DOCUMENT EXCERPT
= = =
# Emotional infidelity



## Germaine (Mar 15, 2013)

Hi, this is all very raw for me I found out my husband has feelings for a women he has been messaging in America we live in the UK. I still feel just as betrayed as if it had been a sexual relationship I know because it happened in my previous relationship. What is hurting the most is the fact that he says needed space to think what he wants so I packed him off to his parents 3 weeks ago, although he denies it I know he is still in contact with this women. How long do I wait for him to decided what he wants, he knows ultimately if he does want to come back I could say no, but I don't want to force the issue because I will always be wondering what would he have decided if I had given him the time that he needs.


----------



## Almostrecovered (Jul 14, 2011)

please read the newbie link in my signature

also download and read the book "Not Just Friends" by Shirley Glass


he's done this before and continues to do this, therefore since he clearly isn't coming out of the fog on his own then you must set the gears in motion by filing for divorce and start exposing to friends, family and the OW's husbands if you can


----------



## strugglinghusband (Nov 9, 2011)

start here read almostrecovered's link
http://talkaboutmarriage.com/coping-infidelity/32002-welcome-tam-cwi-newbies-please-read.html

Take the time to read it, really read it........

Can you expand on exactly what happened? will give posters a better idea on how to respond.


A/R beat me to it...


----------



## Germaine (Mar 15, 2013)

We have been married for 15 years and very happy totally devoted to each other we've had our ups and downs but we've always worked through them together. He's always had body issues and be has periods where he cannot see how lucky we are I.e good jobs, nice home, our health. His body issues I have always said if he cuts out the beer, workout problem solved but I have always assured him I love him just the way he is but I will support him. In January he decided to give up the beer and stated doing workouts on a forum equivalent to Facebook,where people challenge others to workouts etc that's when he got hooked up with this women and gas got obsessed with wirking out. He has told me I have done nothing wrong and it is all him but she makes him smile,boosted his ego,flatters him and he is enjoying the attention thus has been a kick in the teeth because I have always been there for him and as soon as he gets confidence in himself he turns to someone else and to say he has feelings for her. Because our marriage was so sincere I sensed something was missing something was different and now I know it was because he has feelings for her, I asked him if she was here would up you have slept with her and he said yes.
= = =
PROVIDED DATA
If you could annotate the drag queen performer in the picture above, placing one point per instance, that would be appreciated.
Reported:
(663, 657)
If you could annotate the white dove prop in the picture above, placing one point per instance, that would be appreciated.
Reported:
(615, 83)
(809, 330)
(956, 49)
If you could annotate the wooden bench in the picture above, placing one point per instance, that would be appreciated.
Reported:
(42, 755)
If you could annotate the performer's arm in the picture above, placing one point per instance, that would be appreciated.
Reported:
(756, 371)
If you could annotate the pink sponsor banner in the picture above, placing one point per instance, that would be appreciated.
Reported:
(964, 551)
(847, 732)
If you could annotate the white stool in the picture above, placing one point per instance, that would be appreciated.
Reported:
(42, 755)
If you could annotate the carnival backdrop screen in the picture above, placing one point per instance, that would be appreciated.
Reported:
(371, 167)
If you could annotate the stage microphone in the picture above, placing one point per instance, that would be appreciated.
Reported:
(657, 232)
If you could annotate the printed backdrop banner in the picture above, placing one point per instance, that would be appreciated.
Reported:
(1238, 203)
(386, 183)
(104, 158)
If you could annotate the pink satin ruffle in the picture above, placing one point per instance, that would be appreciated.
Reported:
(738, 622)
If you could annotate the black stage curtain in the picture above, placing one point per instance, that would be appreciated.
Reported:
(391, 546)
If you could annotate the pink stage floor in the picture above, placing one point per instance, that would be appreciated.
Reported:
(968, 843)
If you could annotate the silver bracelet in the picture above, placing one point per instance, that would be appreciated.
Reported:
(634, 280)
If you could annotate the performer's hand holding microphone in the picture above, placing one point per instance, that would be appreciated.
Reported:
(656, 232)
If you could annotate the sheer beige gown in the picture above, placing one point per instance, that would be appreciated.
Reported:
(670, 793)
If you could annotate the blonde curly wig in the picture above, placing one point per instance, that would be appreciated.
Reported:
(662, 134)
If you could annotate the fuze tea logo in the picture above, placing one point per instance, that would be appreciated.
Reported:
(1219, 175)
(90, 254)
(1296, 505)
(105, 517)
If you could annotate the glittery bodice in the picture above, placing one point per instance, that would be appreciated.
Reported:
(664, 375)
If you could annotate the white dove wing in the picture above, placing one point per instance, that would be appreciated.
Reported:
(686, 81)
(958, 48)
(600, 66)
= = =
REQUESTS
(a) Decide whether each statement agrees with the emotional infidelity thread. For each, answer yes or no and quote the deciding words. (i) Germaine and her husband live in the United States. (ii) Germaine sent her husband to his parents three weeks ago. (iii) Germaine and her husband have been married for ten years.
(b) In the emotional infidelity thread, reproduce everything from "## strugglinghusband (Nov" down to "really read it........" without any change.

FULL ANSWERS
(a)
(i) No: "we live in the UK"
(ii) Yes: "so I packed him off to his parents 3 weeks ago"
(iii) No: "We have been married for 15 years"

(b)
## strugglinghusband (Nov 9, 2011)

start here read almostrecovered's link
http://talkaboutmarriage.com/coping-infidelity/32002-welcome-tam-cwi-newbies-please-read.html

Take the time to read it, really read it........